──────── Extrait à lire ────────

Le but n'est pas que les organisations de jeunesse organisent leurs voyages ou séjours pour des non-membres ou les leur vendent. » (Doc., Parlement flamand, 2001-2002, n° 1207/1, p. 5) La mesure qui consiste à exclure du champ d'application de la loi du 21 avril 1965 les organisations et associations de jeunesse définies dans la disposition entreprise est de nature à réaliser l'objectif de restauration de la sécurité juridique. Le législateur décrétal a pu considérer que ces organisations et associations n'exerçaient pas d'activité lucrative et ne pouvaient dès lors, auparavant non plus, être réputées soumises à l'obligation d'autorisation visée à l'article 1er, § 1er.

──────── Données brutes ────────

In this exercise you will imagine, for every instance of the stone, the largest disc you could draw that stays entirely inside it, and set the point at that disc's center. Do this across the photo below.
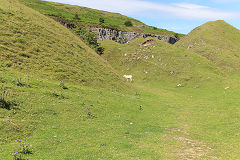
(125, 37)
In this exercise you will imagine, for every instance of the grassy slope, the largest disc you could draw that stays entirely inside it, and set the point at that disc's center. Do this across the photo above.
(158, 61)
(30, 42)
(218, 42)
(175, 123)
(90, 17)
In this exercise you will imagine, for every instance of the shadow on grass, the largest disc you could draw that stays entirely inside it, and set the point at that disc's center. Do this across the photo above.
(7, 104)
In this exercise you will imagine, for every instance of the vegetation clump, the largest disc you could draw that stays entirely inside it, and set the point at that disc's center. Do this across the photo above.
(4, 103)
(128, 23)
(101, 20)
(90, 38)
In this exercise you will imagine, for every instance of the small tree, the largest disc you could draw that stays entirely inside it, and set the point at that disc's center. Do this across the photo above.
(101, 20)
(128, 23)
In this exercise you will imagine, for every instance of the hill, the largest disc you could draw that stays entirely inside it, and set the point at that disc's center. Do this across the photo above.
(93, 114)
(87, 17)
(32, 43)
(149, 59)
(218, 42)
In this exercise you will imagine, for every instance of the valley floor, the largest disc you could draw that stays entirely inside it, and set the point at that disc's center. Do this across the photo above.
(84, 123)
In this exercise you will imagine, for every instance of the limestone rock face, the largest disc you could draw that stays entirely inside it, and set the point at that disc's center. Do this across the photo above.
(125, 37)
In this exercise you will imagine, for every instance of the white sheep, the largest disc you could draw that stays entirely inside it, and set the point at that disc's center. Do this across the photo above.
(128, 77)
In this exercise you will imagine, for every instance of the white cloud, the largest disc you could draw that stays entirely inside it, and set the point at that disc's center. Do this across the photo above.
(141, 8)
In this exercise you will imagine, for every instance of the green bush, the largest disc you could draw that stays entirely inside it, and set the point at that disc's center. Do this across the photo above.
(101, 20)
(90, 38)
(128, 23)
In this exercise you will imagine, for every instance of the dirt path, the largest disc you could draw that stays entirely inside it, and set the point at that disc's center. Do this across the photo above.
(189, 149)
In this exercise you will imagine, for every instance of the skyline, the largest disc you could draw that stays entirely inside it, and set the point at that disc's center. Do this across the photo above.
(178, 16)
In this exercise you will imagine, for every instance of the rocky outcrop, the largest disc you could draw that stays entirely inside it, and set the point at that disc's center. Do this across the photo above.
(125, 37)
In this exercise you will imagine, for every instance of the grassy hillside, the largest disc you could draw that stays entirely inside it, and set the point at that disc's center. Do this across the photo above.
(217, 41)
(35, 44)
(90, 17)
(158, 61)
(151, 119)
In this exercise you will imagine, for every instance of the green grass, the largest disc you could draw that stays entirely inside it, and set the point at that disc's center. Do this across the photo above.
(31, 42)
(158, 61)
(90, 17)
(174, 123)
(218, 42)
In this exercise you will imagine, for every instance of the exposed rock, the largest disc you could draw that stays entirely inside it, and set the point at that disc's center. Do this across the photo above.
(126, 37)
(148, 42)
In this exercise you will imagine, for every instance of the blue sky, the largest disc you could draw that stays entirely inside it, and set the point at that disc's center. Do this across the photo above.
(177, 15)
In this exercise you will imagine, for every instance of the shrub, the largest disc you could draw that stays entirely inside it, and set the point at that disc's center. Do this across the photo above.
(101, 20)
(128, 23)
(90, 38)
(4, 103)
(76, 17)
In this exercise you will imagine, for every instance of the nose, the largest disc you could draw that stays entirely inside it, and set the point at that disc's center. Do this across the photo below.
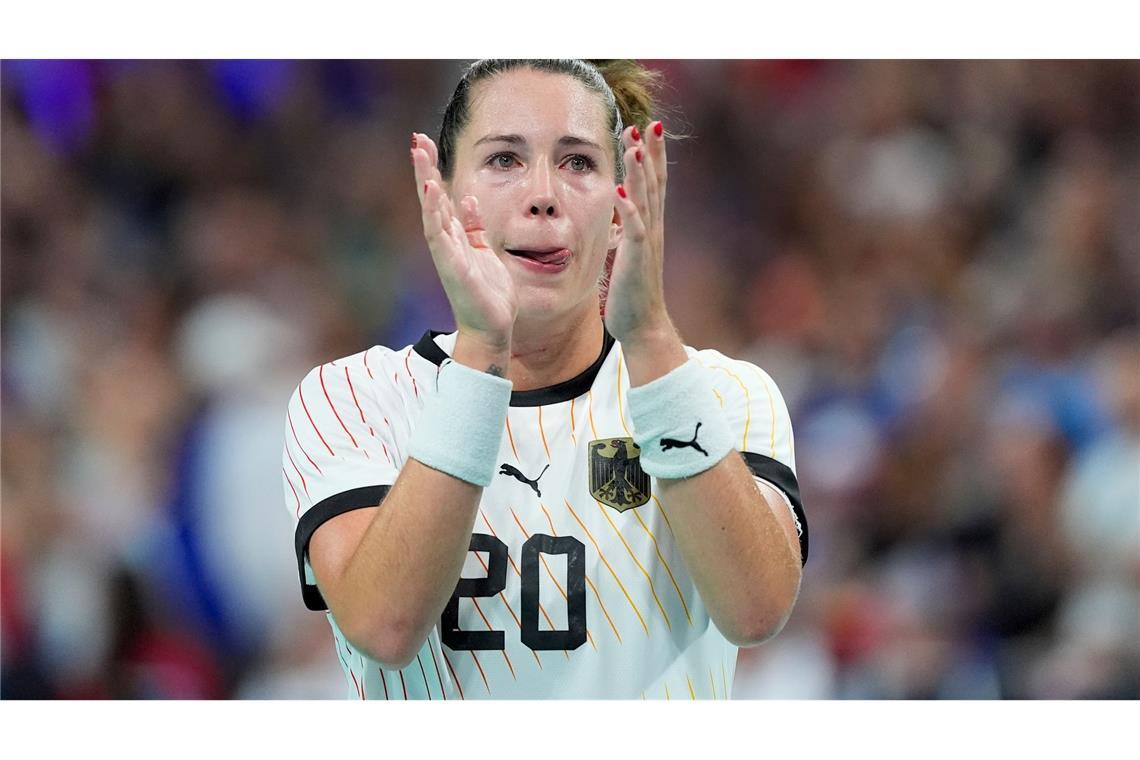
(540, 196)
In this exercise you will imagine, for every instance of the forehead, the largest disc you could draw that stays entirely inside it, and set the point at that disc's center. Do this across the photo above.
(536, 104)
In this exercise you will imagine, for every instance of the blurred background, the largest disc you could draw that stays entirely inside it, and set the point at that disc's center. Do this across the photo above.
(937, 261)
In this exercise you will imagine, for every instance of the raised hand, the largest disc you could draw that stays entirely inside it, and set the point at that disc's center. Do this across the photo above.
(635, 307)
(477, 284)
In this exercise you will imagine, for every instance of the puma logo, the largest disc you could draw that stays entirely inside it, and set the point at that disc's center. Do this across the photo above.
(673, 443)
(513, 472)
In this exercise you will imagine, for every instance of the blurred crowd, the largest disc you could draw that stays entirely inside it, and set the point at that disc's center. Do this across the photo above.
(937, 261)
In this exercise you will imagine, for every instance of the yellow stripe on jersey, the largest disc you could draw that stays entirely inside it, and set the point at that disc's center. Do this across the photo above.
(633, 555)
(667, 523)
(540, 607)
(543, 433)
(772, 408)
(600, 603)
(551, 573)
(621, 414)
(748, 402)
(609, 566)
(666, 565)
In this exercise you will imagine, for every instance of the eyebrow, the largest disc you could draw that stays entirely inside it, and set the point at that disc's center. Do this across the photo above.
(518, 139)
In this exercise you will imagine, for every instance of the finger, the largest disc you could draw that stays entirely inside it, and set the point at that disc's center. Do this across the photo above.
(635, 182)
(418, 139)
(633, 226)
(472, 222)
(656, 144)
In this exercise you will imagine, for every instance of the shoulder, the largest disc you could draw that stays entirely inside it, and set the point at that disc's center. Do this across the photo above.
(733, 374)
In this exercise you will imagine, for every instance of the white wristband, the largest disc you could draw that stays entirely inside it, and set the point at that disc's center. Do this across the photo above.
(461, 427)
(678, 423)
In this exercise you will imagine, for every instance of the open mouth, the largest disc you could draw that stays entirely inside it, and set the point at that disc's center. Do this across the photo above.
(553, 258)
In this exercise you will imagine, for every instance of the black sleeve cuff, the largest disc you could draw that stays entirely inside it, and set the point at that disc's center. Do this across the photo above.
(317, 516)
(781, 475)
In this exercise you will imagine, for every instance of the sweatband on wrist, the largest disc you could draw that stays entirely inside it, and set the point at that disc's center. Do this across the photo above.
(678, 423)
(461, 427)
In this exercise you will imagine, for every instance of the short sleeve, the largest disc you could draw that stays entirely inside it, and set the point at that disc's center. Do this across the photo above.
(340, 452)
(762, 427)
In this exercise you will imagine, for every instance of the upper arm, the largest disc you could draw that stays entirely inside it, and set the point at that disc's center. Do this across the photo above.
(762, 432)
(339, 457)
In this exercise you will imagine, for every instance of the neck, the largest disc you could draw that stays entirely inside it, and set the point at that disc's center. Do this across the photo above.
(546, 352)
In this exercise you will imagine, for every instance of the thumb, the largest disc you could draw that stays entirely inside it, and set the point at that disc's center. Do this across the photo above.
(472, 222)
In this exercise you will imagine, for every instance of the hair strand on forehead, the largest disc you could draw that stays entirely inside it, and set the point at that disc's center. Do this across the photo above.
(624, 86)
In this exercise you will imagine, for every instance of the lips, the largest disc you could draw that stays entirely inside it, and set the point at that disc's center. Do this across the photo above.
(551, 256)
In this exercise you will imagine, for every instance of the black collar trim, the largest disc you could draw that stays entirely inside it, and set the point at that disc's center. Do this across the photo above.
(540, 397)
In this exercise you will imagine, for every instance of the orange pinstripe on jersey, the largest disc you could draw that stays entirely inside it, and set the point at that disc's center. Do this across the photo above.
(320, 374)
(288, 416)
(434, 663)
(424, 673)
(510, 436)
(490, 628)
(543, 434)
(666, 565)
(486, 684)
(600, 603)
(551, 573)
(294, 492)
(633, 555)
(609, 566)
(454, 677)
(516, 572)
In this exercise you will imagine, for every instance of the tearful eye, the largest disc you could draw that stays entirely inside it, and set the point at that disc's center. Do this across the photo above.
(502, 161)
(580, 163)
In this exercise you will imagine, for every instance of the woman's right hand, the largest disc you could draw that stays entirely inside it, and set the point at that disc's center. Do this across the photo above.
(478, 285)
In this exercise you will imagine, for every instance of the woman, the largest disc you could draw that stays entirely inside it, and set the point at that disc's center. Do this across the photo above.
(612, 542)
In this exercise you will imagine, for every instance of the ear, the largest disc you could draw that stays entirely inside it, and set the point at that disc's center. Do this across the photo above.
(616, 230)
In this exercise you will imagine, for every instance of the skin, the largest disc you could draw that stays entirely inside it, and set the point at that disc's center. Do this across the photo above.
(388, 573)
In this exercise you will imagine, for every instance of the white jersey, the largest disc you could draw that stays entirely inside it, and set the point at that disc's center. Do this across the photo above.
(575, 586)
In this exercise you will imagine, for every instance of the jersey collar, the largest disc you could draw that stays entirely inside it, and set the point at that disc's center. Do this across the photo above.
(539, 397)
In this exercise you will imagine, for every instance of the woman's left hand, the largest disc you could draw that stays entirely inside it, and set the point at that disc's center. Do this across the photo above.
(635, 311)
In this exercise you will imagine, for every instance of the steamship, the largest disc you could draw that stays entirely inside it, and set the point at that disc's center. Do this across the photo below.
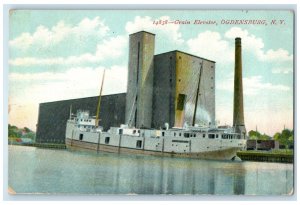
(209, 142)
(203, 142)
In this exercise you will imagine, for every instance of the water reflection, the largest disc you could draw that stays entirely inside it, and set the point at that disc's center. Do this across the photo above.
(61, 171)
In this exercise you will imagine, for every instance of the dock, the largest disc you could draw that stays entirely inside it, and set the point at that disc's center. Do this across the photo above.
(281, 157)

────────

**Exercice 1**
D'après l'extrait sur les organisations de jeunesse, du champ d'application de quelle loi ces organisations et associations sont-elles exclues ?
**Exercice 2**
Poursuivez l'extrait sur les organisations de jeunesse à la suite de sa dernière phrase.

**Réponse 1**
De la loi du 21 avril 1965.

**Réponse 2**
B.5.3. Enfin, la mesure n'est pas disproportionnée à l'objectif poursuivi. Seules sont exclues les organisations et associations qui organisent des voyages et séjours pour leurs membres affiliés et les leur vendent, et qui sont expressément définies dans cette disposition. L'exclusion est dès lors limitée, du fait qu'elle ne vaut que pour les organisations et associations dont l'agrément, les activités et/ou le subventionnement sont réglés par un décret, qui implique déjà des conditions spécifiques, propres au secteur, qui garantissent la qualité du fonctionnement, compte tenu des objectifs pédagogiques qui sont considérés comme non compatibles avec les conditions d'autorisation contenues à l'article 1er, § 1er, de la loi du 21 avril 1965. La mesure n'est en outre que conditionnelle du fait qu'une telle organisation ou association entrera également dans le champ d'application de l'article 1er, § 1er, à partir du moment où elle exercera une activité lucrative consistant à organiser des voyages ou des séjours pour des non-membres ou à les leur vendre.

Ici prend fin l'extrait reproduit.